— Begin RECORDS —
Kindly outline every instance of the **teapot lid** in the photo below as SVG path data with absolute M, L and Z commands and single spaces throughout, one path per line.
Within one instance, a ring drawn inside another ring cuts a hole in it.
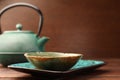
— End RECORDS —
— Begin RECORDS —
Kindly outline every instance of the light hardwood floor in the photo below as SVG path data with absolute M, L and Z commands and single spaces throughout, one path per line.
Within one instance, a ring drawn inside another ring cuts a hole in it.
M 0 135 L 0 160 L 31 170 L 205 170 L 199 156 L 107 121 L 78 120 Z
— End RECORDS —
SET TASK | How many lines in the entries above contain the word "every"? Reply with the number only.

COMPLETED EXERCISE | 2